- **Exercise goal**: Reproduce each row below word for word, leaving every line unchanged.

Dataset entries
◇ ◇ ◇

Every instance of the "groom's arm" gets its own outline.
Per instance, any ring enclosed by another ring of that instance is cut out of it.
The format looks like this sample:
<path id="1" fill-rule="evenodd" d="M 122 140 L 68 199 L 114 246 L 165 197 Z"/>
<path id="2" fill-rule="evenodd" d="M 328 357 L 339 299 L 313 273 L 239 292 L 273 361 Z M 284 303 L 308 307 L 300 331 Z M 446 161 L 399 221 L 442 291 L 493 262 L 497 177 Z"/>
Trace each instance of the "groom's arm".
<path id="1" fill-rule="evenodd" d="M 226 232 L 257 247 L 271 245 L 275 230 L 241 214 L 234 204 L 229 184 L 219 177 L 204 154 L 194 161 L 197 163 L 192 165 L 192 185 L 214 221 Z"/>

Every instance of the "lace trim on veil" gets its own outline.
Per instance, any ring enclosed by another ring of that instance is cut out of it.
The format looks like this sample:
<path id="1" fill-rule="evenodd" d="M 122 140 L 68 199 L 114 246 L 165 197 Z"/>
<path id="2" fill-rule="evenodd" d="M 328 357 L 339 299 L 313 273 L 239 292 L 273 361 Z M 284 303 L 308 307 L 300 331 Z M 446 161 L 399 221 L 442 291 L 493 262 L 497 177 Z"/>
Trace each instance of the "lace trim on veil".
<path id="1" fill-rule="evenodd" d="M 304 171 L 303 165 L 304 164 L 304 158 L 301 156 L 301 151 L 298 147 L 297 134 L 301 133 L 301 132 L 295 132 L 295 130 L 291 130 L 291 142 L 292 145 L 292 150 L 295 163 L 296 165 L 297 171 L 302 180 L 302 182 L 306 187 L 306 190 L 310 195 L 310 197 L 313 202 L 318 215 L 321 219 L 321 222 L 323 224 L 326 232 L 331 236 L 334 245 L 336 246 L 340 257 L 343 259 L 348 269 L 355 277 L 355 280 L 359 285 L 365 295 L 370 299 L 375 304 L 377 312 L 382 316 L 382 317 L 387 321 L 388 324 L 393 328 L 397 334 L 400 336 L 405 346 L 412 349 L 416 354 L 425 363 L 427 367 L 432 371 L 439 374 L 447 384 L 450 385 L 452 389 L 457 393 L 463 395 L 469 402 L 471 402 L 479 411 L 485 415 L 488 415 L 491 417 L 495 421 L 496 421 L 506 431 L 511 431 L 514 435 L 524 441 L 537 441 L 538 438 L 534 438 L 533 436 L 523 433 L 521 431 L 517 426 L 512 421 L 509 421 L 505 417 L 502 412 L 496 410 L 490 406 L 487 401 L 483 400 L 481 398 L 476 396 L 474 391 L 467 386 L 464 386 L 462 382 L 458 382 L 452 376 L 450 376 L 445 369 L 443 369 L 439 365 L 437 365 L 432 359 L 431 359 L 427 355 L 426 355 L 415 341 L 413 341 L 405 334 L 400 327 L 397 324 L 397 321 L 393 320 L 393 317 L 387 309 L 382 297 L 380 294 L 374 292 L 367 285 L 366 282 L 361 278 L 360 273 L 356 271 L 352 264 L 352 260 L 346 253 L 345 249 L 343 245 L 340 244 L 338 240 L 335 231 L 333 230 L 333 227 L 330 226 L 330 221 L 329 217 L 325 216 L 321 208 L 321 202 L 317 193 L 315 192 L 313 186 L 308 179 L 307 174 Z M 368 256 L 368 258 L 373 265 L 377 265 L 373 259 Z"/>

◇ ◇ ◇

- **Answer below**:
Every instance of the "groom's arm" gets its own outline.
Per instance, any ring enclosed by another ring of that instance is cut out of it.
The format looks like this sample:
<path id="1" fill-rule="evenodd" d="M 122 140 L 68 199 L 114 246 L 165 197 Z"/>
<path id="2" fill-rule="evenodd" d="M 328 357 L 339 299 L 313 273 L 239 292 L 273 361 Z M 284 303 L 308 307 L 300 331 Z M 446 161 L 399 221 L 442 291 L 493 262 L 497 177 Z"/>
Trace each instance of the "groom's arm".
<path id="1" fill-rule="evenodd" d="M 226 232 L 257 247 L 271 245 L 275 230 L 241 214 L 234 204 L 229 184 L 219 177 L 204 154 L 194 161 L 197 163 L 192 165 L 192 185 L 214 221 Z"/>

Every instance of the "lace trim on veil" gets its own outline.
Per instance, any ring enclosed by another ring of that instance is cut out of it.
The format looks like this sample:
<path id="1" fill-rule="evenodd" d="M 122 140 L 68 199 L 114 246 L 165 197 Z"/>
<path id="2" fill-rule="evenodd" d="M 328 357 L 339 299 L 313 273 L 239 292 L 273 361 Z M 284 303 L 308 307 L 300 331 Z M 446 161 L 399 221 L 442 291 L 493 262 L 497 177 Z"/>
Trace each instance of the "lace trim on veil".
<path id="1" fill-rule="evenodd" d="M 304 171 L 303 165 L 304 164 L 304 158 L 301 156 L 301 151 L 298 147 L 297 134 L 301 133 L 301 132 L 295 132 L 295 130 L 291 130 L 291 142 L 292 145 L 292 150 L 295 163 L 296 165 L 297 171 L 302 180 L 302 182 L 306 187 L 306 190 L 310 195 L 310 197 L 313 202 L 318 215 L 321 219 L 321 222 L 323 224 L 326 232 L 331 236 L 334 245 L 336 246 L 340 257 L 343 259 L 348 269 L 355 277 L 355 280 L 359 285 L 365 295 L 370 299 L 375 304 L 377 312 L 382 316 L 382 317 L 387 321 L 388 324 L 393 328 L 397 334 L 400 336 L 405 346 L 412 349 L 416 354 L 425 363 L 427 367 L 432 371 L 439 374 L 447 384 L 450 385 L 452 389 L 457 393 L 463 395 L 469 402 L 471 402 L 479 411 L 485 415 L 488 415 L 491 417 L 495 421 L 496 421 L 506 431 L 511 431 L 514 435 L 524 441 L 537 441 L 538 438 L 534 438 L 533 436 L 523 433 L 521 431 L 517 426 L 512 421 L 509 421 L 505 417 L 502 412 L 496 410 L 490 406 L 487 401 L 483 400 L 481 398 L 476 396 L 474 391 L 467 386 L 464 386 L 462 382 L 458 382 L 452 376 L 450 376 L 445 369 L 443 369 L 439 365 L 437 365 L 432 359 L 431 359 L 427 355 L 426 355 L 415 341 L 413 341 L 405 334 L 400 327 L 397 324 L 397 321 L 393 320 L 393 317 L 387 309 L 382 297 L 380 294 L 374 292 L 367 285 L 366 282 L 361 278 L 360 273 L 356 271 L 352 264 L 352 260 L 346 253 L 345 249 L 343 245 L 340 244 L 338 240 L 335 231 L 333 230 L 333 227 L 330 226 L 330 221 L 329 217 L 325 216 L 321 208 L 321 202 L 317 193 L 315 192 L 313 186 L 308 179 L 307 174 Z M 368 256 L 368 258 L 373 265 L 377 265 L 373 259 Z"/>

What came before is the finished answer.